[GIVEN TASK]
Pick out each line in the records below that contains the string "opening" and copy those lines in full. Case counts.

## BEGIN DATA ENTRIES

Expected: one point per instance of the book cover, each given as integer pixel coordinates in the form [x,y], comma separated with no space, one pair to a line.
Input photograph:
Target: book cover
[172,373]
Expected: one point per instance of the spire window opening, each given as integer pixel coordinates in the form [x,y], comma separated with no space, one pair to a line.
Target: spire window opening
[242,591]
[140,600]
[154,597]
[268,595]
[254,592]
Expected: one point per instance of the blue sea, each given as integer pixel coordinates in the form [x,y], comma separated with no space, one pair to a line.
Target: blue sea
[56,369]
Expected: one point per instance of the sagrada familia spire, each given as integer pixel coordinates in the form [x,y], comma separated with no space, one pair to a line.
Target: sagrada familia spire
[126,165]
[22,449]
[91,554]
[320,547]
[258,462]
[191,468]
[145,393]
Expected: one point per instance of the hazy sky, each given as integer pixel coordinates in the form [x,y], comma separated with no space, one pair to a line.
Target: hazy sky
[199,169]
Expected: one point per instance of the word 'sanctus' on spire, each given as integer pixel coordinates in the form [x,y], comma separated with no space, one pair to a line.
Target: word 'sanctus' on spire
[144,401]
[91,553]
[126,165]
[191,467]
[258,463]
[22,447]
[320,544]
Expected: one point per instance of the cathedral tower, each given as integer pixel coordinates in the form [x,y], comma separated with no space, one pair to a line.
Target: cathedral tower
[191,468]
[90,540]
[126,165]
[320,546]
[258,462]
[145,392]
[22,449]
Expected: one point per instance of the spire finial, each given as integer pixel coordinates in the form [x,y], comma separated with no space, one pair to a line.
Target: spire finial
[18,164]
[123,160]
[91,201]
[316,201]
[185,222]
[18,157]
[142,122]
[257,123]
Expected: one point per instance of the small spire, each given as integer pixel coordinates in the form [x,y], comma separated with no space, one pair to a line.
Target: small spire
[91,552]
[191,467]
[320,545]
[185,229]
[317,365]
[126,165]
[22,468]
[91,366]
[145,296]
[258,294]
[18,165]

## END DATA ENTRIES
## BEGIN DATA ENTRIES

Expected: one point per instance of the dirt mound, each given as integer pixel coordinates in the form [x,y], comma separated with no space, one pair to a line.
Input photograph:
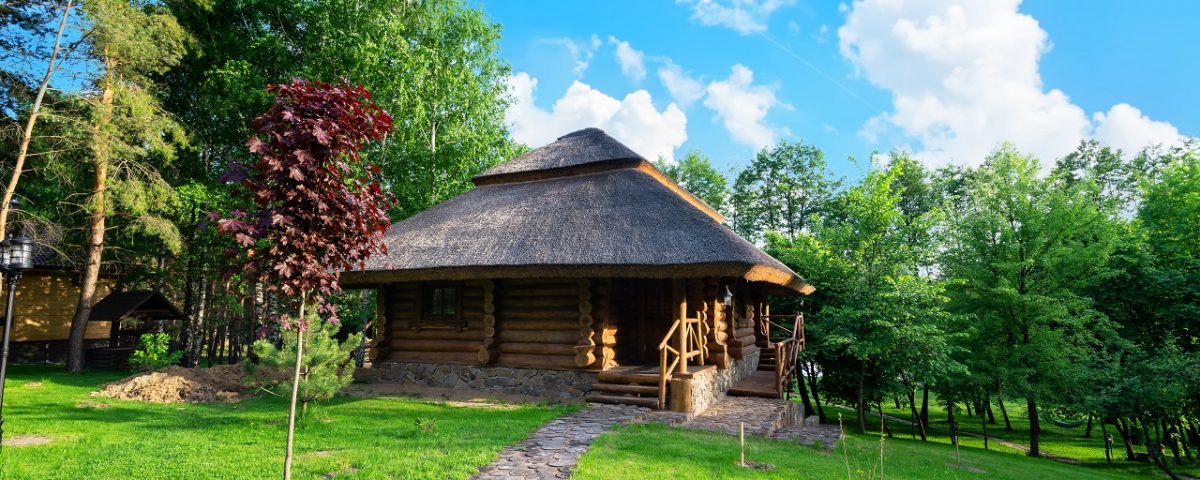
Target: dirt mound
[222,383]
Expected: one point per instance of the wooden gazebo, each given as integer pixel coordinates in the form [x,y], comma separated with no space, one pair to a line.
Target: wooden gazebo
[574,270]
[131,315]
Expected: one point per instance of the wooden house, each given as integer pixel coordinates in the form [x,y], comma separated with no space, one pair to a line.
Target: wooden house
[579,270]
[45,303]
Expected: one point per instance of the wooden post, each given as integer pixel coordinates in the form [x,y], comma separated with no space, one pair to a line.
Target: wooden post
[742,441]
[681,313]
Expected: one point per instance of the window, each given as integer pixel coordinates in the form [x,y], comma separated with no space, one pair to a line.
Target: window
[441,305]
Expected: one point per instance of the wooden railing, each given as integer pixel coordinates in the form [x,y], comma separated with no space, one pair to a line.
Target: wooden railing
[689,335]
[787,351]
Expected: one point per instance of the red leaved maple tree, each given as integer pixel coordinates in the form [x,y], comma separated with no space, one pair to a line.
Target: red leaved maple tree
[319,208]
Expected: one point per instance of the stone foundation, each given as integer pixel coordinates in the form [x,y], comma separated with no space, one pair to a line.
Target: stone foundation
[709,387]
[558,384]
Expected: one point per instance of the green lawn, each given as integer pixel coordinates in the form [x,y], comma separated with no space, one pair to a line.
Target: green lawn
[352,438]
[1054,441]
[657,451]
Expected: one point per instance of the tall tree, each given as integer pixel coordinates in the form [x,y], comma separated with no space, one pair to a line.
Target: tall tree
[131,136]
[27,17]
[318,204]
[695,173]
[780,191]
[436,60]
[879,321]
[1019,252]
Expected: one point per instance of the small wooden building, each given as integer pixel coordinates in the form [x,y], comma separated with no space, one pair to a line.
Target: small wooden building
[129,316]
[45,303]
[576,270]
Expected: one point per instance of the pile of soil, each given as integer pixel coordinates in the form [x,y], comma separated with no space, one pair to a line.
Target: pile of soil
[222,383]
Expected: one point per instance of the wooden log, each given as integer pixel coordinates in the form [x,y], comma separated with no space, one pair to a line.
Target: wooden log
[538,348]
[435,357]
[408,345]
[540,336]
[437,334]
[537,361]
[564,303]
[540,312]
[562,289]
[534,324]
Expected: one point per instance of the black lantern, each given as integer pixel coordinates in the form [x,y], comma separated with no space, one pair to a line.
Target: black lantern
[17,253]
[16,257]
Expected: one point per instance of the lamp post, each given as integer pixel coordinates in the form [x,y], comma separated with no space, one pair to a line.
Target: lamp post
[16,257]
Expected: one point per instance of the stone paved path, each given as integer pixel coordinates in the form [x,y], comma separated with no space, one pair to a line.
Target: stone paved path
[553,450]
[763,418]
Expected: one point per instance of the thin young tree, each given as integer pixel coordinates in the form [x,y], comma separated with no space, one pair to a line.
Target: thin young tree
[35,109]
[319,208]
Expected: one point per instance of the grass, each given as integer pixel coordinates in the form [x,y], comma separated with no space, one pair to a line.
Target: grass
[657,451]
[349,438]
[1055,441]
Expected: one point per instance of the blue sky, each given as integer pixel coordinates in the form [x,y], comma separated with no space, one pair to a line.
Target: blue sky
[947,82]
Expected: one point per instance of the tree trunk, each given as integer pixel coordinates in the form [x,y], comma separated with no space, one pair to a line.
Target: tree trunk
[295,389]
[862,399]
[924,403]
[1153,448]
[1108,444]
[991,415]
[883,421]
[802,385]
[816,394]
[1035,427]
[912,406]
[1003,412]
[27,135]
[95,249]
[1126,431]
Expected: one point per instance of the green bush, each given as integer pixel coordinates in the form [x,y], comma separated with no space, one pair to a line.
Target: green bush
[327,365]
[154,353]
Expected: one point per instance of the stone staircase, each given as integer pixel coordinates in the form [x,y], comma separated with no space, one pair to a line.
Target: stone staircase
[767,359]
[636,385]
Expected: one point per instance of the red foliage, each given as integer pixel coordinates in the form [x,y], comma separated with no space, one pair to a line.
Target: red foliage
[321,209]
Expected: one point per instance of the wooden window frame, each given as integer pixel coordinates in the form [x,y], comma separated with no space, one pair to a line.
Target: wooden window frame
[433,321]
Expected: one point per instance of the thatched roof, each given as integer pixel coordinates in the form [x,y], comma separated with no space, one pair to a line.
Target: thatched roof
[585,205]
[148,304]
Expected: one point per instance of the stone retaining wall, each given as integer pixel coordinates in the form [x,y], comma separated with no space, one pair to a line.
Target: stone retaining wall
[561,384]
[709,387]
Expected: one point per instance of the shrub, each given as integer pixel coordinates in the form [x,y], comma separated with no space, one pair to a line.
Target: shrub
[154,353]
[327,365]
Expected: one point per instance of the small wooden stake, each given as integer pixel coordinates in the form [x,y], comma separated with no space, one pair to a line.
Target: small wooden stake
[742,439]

## END DATA ENTRIES

[TASK RESPONSE]
Expected: one point per instance of the spire window opening, each given as integer pixel coordinates in the form [x,y], comma separated with no space, one pair to a line.
Target: spire window opening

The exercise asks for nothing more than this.